■ INPUT ■
#####

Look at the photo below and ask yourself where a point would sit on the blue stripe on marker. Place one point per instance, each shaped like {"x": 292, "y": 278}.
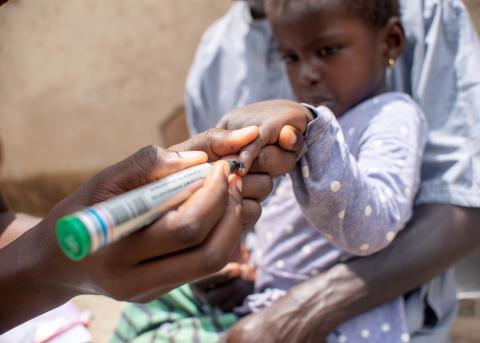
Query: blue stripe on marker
{"x": 103, "y": 225}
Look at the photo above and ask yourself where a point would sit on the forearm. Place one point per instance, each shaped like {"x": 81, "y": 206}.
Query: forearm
{"x": 13, "y": 225}
{"x": 30, "y": 271}
{"x": 359, "y": 198}
{"x": 417, "y": 255}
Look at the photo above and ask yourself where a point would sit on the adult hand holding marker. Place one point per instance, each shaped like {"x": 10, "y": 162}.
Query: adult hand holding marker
{"x": 192, "y": 241}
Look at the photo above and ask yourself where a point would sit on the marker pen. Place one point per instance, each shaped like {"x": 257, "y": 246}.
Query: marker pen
{"x": 90, "y": 229}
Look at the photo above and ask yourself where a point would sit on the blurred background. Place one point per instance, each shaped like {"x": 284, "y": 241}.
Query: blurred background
{"x": 85, "y": 83}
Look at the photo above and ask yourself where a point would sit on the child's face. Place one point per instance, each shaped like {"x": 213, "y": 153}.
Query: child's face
{"x": 332, "y": 58}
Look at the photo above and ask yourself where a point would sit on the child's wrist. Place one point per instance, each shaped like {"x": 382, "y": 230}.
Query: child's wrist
{"x": 309, "y": 111}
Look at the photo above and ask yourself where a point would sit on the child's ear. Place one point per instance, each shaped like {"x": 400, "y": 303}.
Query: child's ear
{"x": 394, "y": 40}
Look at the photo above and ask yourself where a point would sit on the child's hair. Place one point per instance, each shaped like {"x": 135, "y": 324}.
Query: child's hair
{"x": 375, "y": 13}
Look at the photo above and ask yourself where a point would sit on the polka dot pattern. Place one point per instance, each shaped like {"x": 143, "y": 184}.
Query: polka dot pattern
{"x": 305, "y": 171}
{"x": 306, "y": 250}
{"x": 365, "y": 247}
{"x": 386, "y": 327}
{"x": 335, "y": 186}
{"x": 390, "y": 236}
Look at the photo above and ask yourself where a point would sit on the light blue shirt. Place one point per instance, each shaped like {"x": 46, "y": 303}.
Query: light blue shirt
{"x": 237, "y": 64}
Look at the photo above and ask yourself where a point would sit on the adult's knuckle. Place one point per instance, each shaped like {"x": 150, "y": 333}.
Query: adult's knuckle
{"x": 190, "y": 232}
{"x": 215, "y": 259}
{"x": 146, "y": 157}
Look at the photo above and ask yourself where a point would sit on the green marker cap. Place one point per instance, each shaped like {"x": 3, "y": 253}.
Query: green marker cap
{"x": 73, "y": 237}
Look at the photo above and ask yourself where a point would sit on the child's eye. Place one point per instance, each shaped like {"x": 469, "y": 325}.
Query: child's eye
{"x": 329, "y": 50}
{"x": 289, "y": 57}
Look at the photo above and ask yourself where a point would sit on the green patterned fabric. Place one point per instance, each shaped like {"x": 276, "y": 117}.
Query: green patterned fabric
{"x": 176, "y": 317}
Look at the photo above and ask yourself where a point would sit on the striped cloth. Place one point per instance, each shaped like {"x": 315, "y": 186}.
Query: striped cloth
{"x": 174, "y": 318}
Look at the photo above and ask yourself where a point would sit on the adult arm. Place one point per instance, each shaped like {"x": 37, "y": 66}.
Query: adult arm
{"x": 311, "y": 310}
{"x": 37, "y": 276}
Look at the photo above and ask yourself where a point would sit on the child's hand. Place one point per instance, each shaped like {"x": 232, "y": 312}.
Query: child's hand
{"x": 280, "y": 121}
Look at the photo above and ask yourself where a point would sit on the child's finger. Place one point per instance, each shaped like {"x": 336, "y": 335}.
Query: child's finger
{"x": 249, "y": 154}
{"x": 291, "y": 139}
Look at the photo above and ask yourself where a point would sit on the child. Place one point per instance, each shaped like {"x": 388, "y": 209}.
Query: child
{"x": 357, "y": 181}
{"x": 354, "y": 186}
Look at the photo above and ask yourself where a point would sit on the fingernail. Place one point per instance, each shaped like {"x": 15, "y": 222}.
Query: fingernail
{"x": 239, "y": 184}
{"x": 192, "y": 155}
{"x": 246, "y": 131}
{"x": 293, "y": 138}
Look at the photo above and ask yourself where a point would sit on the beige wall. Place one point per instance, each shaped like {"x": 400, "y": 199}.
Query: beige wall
{"x": 83, "y": 83}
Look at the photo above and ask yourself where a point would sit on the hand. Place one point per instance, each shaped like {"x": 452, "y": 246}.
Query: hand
{"x": 280, "y": 121}
{"x": 144, "y": 265}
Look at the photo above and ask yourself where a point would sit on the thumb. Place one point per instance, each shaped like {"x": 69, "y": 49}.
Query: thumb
{"x": 146, "y": 165}
{"x": 291, "y": 139}
{"x": 217, "y": 143}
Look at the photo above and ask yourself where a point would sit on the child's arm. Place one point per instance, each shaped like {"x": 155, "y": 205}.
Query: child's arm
{"x": 361, "y": 204}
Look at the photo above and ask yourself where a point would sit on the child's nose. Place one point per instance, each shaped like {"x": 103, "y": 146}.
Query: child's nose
{"x": 310, "y": 73}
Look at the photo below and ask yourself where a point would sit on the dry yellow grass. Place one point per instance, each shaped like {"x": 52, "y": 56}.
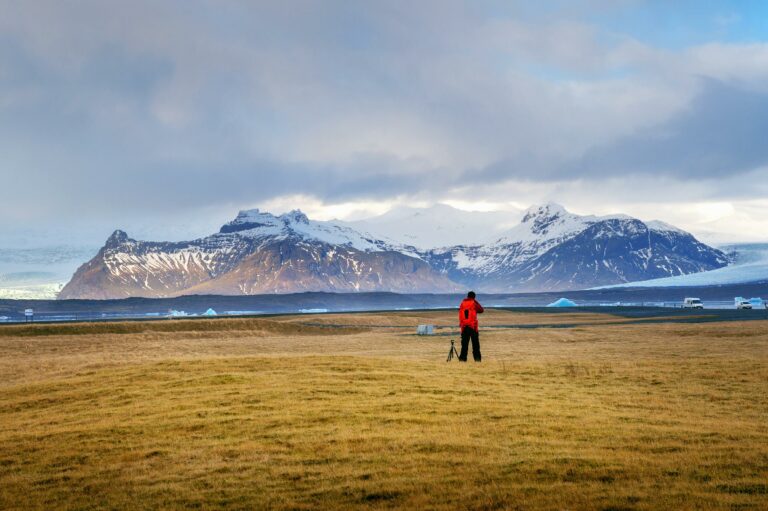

#####

■ TASK TO COMPLETE ■
From the rows above, pick out every line that contains the string "face" and copy each one. Matching is case-sensitive.

■ EXERCISE OUTPUT ■
Look at the photo above and ask yourself where a point would sit on the child's face. Place one point per instance, each shaped like {"x": 213, "y": 153}.
Query: child's face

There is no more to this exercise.